Records:
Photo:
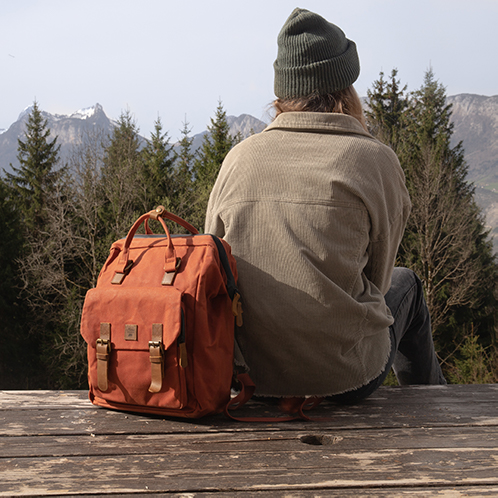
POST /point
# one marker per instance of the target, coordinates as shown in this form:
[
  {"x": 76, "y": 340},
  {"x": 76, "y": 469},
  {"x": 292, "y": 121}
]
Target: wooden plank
[
  {"x": 322, "y": 468},
  {"x": 423, "y": 441},
  {"x": 392, "y": 407},
  {"x": 162, "y": 444}
]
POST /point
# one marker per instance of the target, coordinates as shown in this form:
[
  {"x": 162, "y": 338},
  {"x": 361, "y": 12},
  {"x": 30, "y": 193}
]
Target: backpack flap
[{"x": 144, "y": 335}]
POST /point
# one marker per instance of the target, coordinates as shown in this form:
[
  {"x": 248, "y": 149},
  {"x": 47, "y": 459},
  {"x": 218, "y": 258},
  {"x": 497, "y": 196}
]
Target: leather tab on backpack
[
  {"x": 119, "y": 276},
  {"x": 237, "y": 309},
  {"x": 103, "y": 349},
  {"x": 156, "y": 350},
  {"x": 169, "y": 276}
]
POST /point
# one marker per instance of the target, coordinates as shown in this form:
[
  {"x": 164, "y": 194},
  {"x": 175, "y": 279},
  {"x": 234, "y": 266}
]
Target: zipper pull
[{"x": 183, "y": 355}]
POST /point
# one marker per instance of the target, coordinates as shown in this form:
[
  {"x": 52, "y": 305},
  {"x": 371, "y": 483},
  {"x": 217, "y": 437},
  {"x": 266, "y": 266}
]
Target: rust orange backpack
[{"x": 160, "y": 323}]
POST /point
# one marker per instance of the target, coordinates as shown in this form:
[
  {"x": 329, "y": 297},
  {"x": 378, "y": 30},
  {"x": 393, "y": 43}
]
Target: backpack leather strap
[
  {"x": 156, "y": 350},
  {"x": 103, "y": 347}
]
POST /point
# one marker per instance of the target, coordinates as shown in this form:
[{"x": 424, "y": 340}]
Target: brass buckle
[{"x": 104, "y": 342}]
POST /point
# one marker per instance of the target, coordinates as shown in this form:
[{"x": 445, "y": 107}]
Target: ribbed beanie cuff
[{"x": 313, "y": 56}]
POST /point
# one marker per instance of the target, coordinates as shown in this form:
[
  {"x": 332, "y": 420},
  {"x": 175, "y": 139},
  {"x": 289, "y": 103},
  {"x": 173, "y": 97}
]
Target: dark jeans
[{"x": 412, "y": 357}]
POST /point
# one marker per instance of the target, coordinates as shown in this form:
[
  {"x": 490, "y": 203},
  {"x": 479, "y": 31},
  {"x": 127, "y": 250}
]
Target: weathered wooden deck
[{"x": 421, "y": 441}]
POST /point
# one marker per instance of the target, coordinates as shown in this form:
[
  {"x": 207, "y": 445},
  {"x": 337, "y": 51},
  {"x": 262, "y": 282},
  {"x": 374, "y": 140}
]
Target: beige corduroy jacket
[{"x": 314, "y": 209}]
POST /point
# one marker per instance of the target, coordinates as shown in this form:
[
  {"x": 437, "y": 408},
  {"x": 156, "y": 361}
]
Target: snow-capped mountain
[{"x": 69, "y": 131}]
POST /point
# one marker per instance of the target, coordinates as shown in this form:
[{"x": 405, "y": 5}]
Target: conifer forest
[{"x": 58, "y": 221}]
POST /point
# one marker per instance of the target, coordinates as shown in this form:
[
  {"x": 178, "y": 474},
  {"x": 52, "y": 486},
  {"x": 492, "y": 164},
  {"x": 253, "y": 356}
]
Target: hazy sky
[{"x": 175, "y": 59}]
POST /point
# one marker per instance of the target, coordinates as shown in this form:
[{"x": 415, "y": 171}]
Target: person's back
[{"x": 314, "y": 209}]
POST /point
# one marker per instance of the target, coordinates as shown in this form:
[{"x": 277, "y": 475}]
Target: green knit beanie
[{"x": 313, "y": 56}]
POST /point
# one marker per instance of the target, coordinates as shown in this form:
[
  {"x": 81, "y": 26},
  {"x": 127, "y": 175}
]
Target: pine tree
[
  {"x": 445, "y": 241},
  {"x": 386, "y": 108},
  {"x": 215, "y": 146},
  {"x": 182, "y": 200},
  {"x": 32, "y": 183},
  {"x": 122, "y": 178},
  {"x": 157, "y": 169}
]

Do this:
Skipping the pictures, transcribe each line above exactly as it appears.

Solution:
Photo:
POST /point
# one marker per instance of the target, coordinates as shown in this form:
[
  {"x": 76, "y": 340},
  {"x": 76, "y": 469},
  {"x": 292, "y": 121}
]
Target: wooden plank
[
  {"x": 322, "y": 468},
  {"x": 423, "y": 441},
  {"x": 392, "y": 407},
  {"x": 162, "y": 444}
]
POST /point
# one marker per instance of the target, coordinates as shown in this form:
[
  {"x": 162, "y": 338},
  {"x": 361, "y": 12},
  {"x": 30, "y": 193}
]
Target: backpack flap
[{"x": 144, "y": 335}]
POST /point
# one marker per instance of the target, coordinates as shown in this form:
[
  {"x": 248, "y": 149},
  {"x": 47, "y": 459},
  {"x": 218, "y": 258},
  {"x": 497, "y": 196}
]
Target: leather tab on backpack
[
  {"x": 119, "y": 276},
  {"x": 237, "y": 309},
  {"x": 103, "y": 349},
  {"x": 156, "y": 350},
  {"x": 169, "y": 276}
]
POST /point
# one marker per instance of the target, coordinates as shown in this form:
[
  {"x": 164, "y": 194},
  {"x": 175, "y": 279},
  {"x": 234, "y": 266}
]
Target: zipper pull
[{"x": 183, "y": 355}]
POST /point
# one marker per instance of the target, coordinates as shown in this form:
[
  {"x": 52, "y": 305},
  {"x": 371, "y": 483},
  {"x": 217, "y": 437},
  {"x": 266, "y": 266}
]
Target: rust orange backpack
[{"x": 160, "y": 323}]
POST /point
# one marker per instance of the target, coordinates as shown in this form:
[
  {"x": 329, "y": 297},
  {"x": 378, "y": 30},
  {"x": 393, "y": 43}
]
Target: backpack leather strap
[
  {"x": 156, "y": 350},
  {"x": 103, "y": 347}
]
POST /point
# one marker per instance of the target, coordinates as shown in this form:
[{"x": 424, "y": 340}]
Target: brass buckle
[{"x": 104, "y": 342}]
POST /point
# one marker per instance of the target, coordinates as shown in this form:
[{"x": 445, "y": 107}]
Target: ribbed beanie cuff
[{"x": 313, "y": 56}]
POST /point
# one marker per instance of the target, coordinates as shown in this form:
[
  {"x": 332, "y": 420},
  {"x": 175, "y": 139},
  {"x": 289, "y": 103},
  {"x": 173, "y": 97}
]
Target: dark jeans
[{"x": 412, "y": 357}]
POST /point
# one marker per instance of the target, coordinates as shown in this form:
[
  {"x": 490, "y": 203},
  {"x": 479, "y": 31},
  {"x": 127, "y": 250}
]
Target: weathered wooden deck
[{"x": 421, "y": 441}]
POST /point
# one marker per instance of the target, coordinates as shown in this form:
[
  {"x": 207, "y": 445},
  {"x": 337, "y": 51},
  {"x": 262, "y": 282},
  {"x": 374, "y": 140}
]
Target: beige corduroy jacket
[{"x": 314, "y": 209}]
POST /point
# one marker per instance of the target, coordinates as shown in this form:
[
  {"x": 437, "y": 408},
  {"x": 156, "y": 361}
]
Target: snow-capped mountain
[{"x": 69, "y": 131}]
POST /point
# one marker per instance of the target, coordinates as shown in this form:
[{"x": 405, "y": 5}]
Target: conifer forest
[{"x": 58, "y": 221}]
POST /point
# one marker per instance of the target, coordinates as shown in this form:
[
  {"x": 178, "y": 474},
  {"x": 52, "y": 486},
  {"x": 492, "y": 164},
  {"x": 253, "y": 356}
]
Target: hazy sky
[{"x": 175, "y": 59}]
POST /point
# one marker per instance of the target, coordinates as shown in this form:
[{"x": 415, "y": 171}]
Target: person's back
[{"x": 314, "y": 209}]
POST /point
# one marker per instance of the target, coordinates as shown in this form:
[{"x": 277, "y": 475}]
Target: green knit beanie
[{"x": 313, "y": 56}]
POST /point
# one marker per instance of the target, coordinates as shown in this form:
[
  {"x": 81, "y": 26},
  {"x": 127, "y": 175}
]
Target: pine tree
[
  {"x": 445, "y": 241},
  {"x": 386, "y": 108},
  {"x": 215, "y": 146},
  {"x": 182, "y": 200},
  {"x": 32, "y": 183},
  {"x": 122, "y": 178},
  {"x": 157, "y": 169}
]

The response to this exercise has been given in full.